My Hapa grandson has dark brown hair, and brown almond-shaped eyes. To the outside world he’s seen as Asian, although he’s ¼ German. Though still a baby, he seems to have inherited a stocky German build. And I wonder how he will form his racial and ethnic identity.
We are shaped by what others see in us more than I’d like to think. To some extent my grandchildren’s identities will be formed by their appearance and how others interpret their ethnic identity. Still, I hope to contribute what I received growing up with a Japanese-speaking grandmother and parents who spoke only Japanese until they entered Kindergarten. Some through line of leaving rural Japan for the U.S., settling in California and surviving the Great Depression, being uprooted and sent to concentration camps in the desert during World War II, resettling in the Midwest and starting all over and, for me, growing up in an all white community and being called out regularly for being different until I reached California.
My grandchildren both share this strand of family history, and I will be curious to see how they use it to construct their identities.
Family Stories
Perhaps because my parents and grandparents left behind almost nothing written about themselves, I’m particularly interested in passing on family stories that say something about our values and how we’ve lived our their lives as a result.

### [Given request 1]
List every line in the rows below that contains the word "blue", matching case exactly.

### [Supplied entries]
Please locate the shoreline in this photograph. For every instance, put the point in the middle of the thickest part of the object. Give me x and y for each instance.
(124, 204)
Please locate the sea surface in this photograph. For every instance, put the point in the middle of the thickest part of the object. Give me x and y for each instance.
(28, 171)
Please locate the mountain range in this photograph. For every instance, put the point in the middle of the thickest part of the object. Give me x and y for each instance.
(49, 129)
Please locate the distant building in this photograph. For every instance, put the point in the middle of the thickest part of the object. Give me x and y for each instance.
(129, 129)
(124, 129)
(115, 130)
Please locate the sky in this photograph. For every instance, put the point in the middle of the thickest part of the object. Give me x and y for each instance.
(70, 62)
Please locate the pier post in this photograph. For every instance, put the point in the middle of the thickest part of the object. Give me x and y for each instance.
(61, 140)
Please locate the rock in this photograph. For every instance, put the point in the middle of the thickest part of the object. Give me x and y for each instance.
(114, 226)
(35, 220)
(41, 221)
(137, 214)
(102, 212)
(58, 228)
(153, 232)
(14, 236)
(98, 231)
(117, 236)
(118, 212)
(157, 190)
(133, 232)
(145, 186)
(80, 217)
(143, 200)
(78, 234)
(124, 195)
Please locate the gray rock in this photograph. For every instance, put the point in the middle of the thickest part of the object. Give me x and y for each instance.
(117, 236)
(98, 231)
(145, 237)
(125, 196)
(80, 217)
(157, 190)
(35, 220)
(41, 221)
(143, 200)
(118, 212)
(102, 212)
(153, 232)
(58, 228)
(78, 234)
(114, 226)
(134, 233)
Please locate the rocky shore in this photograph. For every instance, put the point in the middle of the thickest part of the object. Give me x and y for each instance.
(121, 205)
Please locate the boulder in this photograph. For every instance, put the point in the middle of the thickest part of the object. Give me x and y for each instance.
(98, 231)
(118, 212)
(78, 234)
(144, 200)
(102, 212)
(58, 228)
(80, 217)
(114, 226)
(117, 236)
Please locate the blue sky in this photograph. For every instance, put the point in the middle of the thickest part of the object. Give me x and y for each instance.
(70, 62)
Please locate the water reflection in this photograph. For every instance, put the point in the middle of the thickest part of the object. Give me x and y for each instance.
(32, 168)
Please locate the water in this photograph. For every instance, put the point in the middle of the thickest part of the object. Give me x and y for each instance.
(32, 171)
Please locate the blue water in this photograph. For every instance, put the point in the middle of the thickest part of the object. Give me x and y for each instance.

### [Given request 2]
Return the whole passage about racial identity and family stories, word for word.

### [Exercise response 1]
Please locate the blue sky in this photograph. For every instance, put the point in the middle of the thickest part of the object. Give me x and y for each instance.
Please locate the blue water in this photograph. For every instance, put the point in the middle of the thickest part of the object. Give me x and y for each instance.

### [Exercise response 2]
My Hapa grandson has dark brown hair, and brown almond-shaped eyes. To the outside world he’s seen as Asian, although he’s ¼ German. Though still a baby, he seems to have inherited a stocky German build. And I wonder how he will form his racial and ethnic identity.
We are shaped by what others see in us more than I’d like to think. To some extent my grandchildren’s identities will be formed by their appearance and how others interpret their ethnic identity. Still, I hope to contribute what I received growing up with a Japanese-speaking grandmother and parents who spoke only Japanese until they entered Kindergarten. Some through line of leaving rural Japan for the U.S., settling in California and surviving the Great Depression, being uprooted and sent to concentration camps in the desert during World War II, resettling in the Midwest and starting all over and, for me, growing up in an all white community and being called out regularly for being different until I reached California.
My grandchildren both share this strand of family history, and I will be curious to see how they use it to construct their identities.
Family Stories
Perhaps because my parents and grandparents left behind almost nothing written about themselves, I’m particularly interested in passing on family stories that say something about our values and how we’ve lived our their lives as a result.